-- BEGIN Supplied information --
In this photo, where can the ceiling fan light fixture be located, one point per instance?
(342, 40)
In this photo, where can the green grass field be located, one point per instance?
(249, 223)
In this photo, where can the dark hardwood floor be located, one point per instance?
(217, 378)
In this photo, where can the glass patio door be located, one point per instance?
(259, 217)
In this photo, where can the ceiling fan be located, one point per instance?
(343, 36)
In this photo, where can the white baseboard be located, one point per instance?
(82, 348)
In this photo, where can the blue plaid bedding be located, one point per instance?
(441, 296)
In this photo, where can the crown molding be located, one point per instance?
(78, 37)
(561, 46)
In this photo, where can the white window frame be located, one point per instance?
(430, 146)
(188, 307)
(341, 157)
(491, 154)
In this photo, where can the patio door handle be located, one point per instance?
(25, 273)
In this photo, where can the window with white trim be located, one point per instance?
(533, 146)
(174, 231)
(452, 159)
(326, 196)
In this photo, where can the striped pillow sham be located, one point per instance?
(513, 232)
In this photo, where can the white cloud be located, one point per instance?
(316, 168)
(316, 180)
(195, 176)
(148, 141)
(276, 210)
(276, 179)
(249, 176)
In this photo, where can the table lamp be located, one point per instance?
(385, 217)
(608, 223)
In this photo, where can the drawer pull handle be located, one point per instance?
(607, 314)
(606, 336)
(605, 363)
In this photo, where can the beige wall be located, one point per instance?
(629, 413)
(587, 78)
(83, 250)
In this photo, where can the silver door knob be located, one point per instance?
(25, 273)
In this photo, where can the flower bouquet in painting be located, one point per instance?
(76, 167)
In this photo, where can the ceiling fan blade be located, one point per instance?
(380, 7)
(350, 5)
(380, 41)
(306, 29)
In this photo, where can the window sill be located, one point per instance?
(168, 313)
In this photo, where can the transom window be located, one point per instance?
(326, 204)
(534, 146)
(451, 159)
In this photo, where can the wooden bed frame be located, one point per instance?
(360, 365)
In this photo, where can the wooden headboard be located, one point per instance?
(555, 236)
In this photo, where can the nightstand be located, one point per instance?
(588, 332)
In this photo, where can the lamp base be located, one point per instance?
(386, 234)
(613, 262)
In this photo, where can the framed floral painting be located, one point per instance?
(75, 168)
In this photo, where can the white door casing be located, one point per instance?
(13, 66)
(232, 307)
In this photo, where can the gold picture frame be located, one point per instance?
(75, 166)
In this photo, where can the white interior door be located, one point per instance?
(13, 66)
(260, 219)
-- END Supplied information --
Your task: Reproduce the entries from the line containing "In this photo, where can the flower" through the end of the entries, with "one point per instance" swapped for "one point for each instance" and nothing else changed.

Result of this exercise:
In this photo, where can the flower bouquet in painting be located, one point for each instance?
(76, 167)
In this photo, where can the ceiling fan blade be located, one point for each instance?
(380, 7)
(350, 5)
(380, 41)
(306, 29)
In this photo, where can the window sill be located, one point for each instance?
(168, 313)
In this photo, where can the transom window be located, one point for each instance?
(326, 204)
(534, 146)
(451, 159)
In this photo, where can the wooden bed frame be located, one point for each instance?
(360, 365)
In this photo, where can the wooden headboard be located, one point for each instance?
(555, 236)
In this photo, where can the nightstand be located, one point for each instance?
(588, 332)
In this photo, where can the lamp base be located, one point for each instance?
(386, 234)
(613, 262)
In this photo, where can the framed floral painting be located, one point for each instance?
(75, 168)
In this photo, where can the white door casing be located, one point for each instance?
(13, 66)
(232, 307)
In this photo, where can the gold picture frame be located, one point for each instance?
(75, 166)
In this photo, where can the white interior door be located, one point for each instance?
(13, 66)
(260, 219)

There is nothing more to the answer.